▶ [EXTRAIT FOURNI]
• • • • • • •

Il y a, par vagues, des périodes où on sent une grande défiance à l’égard des avocats. Or, les avocats sont un des piliers de la justice, de la défense des personnes, des droits et des libertés individuelles, donc de la démocratie. Aujourd’hui, notre secret professionnel est bafoué, c’est un vrai problème de démocratie et de défense. J’appelle de mes vœux une loi constitutionnelle, qui mettrait à l’abri, définitivement, le secret professionnel des avocats. C’est un impératif.
Concernant notre département, la Chancellerie ne semble pas avoir pris en compte le fait qu’il a connu une forte progression de son activité économique, que sa population a beaucoup augmenté. La structure de notre tribunal n’a pas suivi. Nous manquons de juges et de greffiers. Nous peinons à maintenir un rythme qui soit satisfaisant pour les justiciables. Jean-Jacques Urvoas a bien spécifié qu’il allait augmenter le nombre de juges (il est grand temps !). Mais, c’est aussi une question de moyens financiers. Quand le budget de la Justice augmente, l’argent ne va pas aux tribunaux, mais dans les prisons, et toujours de façon insuffisante d’ailleurs ! Notre budget de la Justice est ridiculement faible par rapport à ceux de nos voisins européens. Plutôt que de l’augmenter, le Gouvernement préfère la déjudiciarisation. En effet, en développant les modes amiables, on diminue le nombre d’affaires dans les tribunaux, et on diminue le coût de l’aide juridictionnelle.

• • • • • • •

▶ [MATÉRIEL FOURNI]
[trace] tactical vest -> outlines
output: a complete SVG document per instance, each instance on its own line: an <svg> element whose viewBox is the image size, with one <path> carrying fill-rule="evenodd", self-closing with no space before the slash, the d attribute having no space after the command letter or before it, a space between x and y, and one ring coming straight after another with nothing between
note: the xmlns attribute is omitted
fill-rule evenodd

• • • • • • •

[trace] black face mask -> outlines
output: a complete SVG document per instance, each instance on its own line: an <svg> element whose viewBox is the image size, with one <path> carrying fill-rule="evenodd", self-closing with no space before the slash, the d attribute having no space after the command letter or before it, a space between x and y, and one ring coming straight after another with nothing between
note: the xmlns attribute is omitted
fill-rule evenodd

• • • • • • •

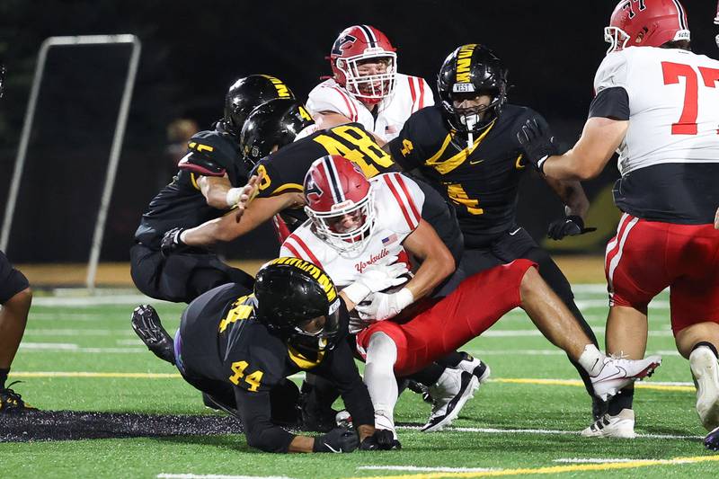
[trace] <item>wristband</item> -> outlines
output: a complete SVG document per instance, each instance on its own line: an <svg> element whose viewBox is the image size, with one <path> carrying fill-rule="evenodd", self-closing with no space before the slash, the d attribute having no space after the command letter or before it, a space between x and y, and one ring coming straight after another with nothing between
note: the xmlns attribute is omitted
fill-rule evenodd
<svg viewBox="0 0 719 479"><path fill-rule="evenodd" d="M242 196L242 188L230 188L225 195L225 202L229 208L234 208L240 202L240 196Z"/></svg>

• • • • • • •

Traduisez en anglais cette phrase de l'extrait sur les avocats et la justice : « Notre budget de la Justice est ridiculement faible par rapport à ceux de nos voisins européens. »

Our Justice budget is ridiculously low compared with those of our European neighbors.